> Goal A:
Which bill numbers does the passage on California bill numbering give as past examples? List every one.

-- START Supplied passage --

“When you put number one on the bill that means it’s a high priority,” said Beall, who’s worked unsuccessfully for the last two years to pass similar legislation. “Whether or not that means, in the final analysis, that people vote for it is another question. But it indicates that it’s a priority.”
Politics is full of symbolism and it’s no different when it comes to the arcane system of numbering bills. With the start of a new session of the California Legislature, the numbering begins anew. And if past years are any indication, laws proposed in the coming months will be slapped with clever, silly and superstitious numbers.
In past years, a bill dealing with optometry was AB 2020. Legislation about emergency phone lines was AB 911. A proposal to change gambling licenses got lucky number 777. And an Assembly bill declaring denim the official state fabric carried the number of a famous pair of jeans: 501.

-- END Supplied passage --

> Goal B:
Rescale the records from the line with "Segment the tiled" through the end of the records, and reproduce those lines, requests included. Multiply every vertex coordinate in the answers by 2.6 and round to whole numbers, with halves rounded up.

-- START Listed entries --

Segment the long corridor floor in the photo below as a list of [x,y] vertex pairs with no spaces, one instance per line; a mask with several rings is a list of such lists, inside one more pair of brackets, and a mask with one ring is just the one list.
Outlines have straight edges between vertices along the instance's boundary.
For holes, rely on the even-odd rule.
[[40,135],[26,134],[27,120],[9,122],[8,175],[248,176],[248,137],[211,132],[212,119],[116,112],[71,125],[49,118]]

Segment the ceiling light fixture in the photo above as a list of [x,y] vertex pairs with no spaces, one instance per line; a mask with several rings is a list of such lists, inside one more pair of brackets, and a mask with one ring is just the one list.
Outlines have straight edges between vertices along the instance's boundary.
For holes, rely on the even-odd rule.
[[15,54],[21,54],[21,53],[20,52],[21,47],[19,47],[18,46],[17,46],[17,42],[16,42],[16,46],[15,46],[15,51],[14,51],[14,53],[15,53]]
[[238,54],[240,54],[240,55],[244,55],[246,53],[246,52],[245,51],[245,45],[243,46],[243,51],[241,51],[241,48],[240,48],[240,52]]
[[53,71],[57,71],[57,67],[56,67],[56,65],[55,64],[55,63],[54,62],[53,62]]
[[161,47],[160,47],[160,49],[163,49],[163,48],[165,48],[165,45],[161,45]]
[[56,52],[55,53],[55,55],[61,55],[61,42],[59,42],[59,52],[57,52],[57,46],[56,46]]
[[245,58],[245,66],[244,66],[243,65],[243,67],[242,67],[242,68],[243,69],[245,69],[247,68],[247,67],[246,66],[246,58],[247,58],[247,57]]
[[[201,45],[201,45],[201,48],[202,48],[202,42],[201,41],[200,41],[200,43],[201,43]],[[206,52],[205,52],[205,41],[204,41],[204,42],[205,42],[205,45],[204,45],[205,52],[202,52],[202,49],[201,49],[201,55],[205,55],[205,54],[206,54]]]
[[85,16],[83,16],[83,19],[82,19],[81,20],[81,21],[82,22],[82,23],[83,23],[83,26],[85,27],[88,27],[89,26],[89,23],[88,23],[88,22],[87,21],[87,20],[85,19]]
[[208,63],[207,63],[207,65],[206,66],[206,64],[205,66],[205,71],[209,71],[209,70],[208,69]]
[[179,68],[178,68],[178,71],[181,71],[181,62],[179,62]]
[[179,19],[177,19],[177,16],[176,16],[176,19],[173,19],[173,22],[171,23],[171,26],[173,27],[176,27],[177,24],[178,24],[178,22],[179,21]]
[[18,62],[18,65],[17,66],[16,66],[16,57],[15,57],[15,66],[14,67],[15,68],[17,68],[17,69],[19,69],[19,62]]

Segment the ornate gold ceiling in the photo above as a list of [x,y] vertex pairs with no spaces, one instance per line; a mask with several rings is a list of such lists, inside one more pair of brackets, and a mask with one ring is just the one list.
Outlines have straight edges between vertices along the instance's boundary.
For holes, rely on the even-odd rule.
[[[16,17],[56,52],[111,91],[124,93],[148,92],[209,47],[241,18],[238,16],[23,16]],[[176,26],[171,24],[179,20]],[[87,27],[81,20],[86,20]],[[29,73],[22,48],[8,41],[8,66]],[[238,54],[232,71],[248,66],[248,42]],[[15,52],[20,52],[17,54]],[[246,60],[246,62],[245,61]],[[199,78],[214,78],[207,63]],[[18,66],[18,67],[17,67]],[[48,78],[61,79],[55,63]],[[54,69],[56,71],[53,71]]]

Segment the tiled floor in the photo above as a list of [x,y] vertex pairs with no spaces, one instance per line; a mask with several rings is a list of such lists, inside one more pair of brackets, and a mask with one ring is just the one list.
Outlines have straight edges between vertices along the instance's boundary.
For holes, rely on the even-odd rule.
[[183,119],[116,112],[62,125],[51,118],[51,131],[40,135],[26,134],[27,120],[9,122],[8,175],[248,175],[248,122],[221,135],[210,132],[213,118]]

-- END Listed entries --

> Response A:
AB 2020, AB 911, 777, 501

> Response B:
Segment the tiled floor in the photo above as a list of [x,y] vertex pairs with no spaces, one instance per line; a mask with several rings is a list of such lists, inside one more pair of brackets, and a mask with one ring is just the one list.
Outlines have straight edges between vertices along the instance's boundary.
For holes, rely on the even-odd rule.
[[476,309],[302,291],[161,325],[133,307],[133,341],[104,351],[68,348],[70,312],[23,317],[21,455],[645,455],[645,317],[575,351],[546,343],[554,307]]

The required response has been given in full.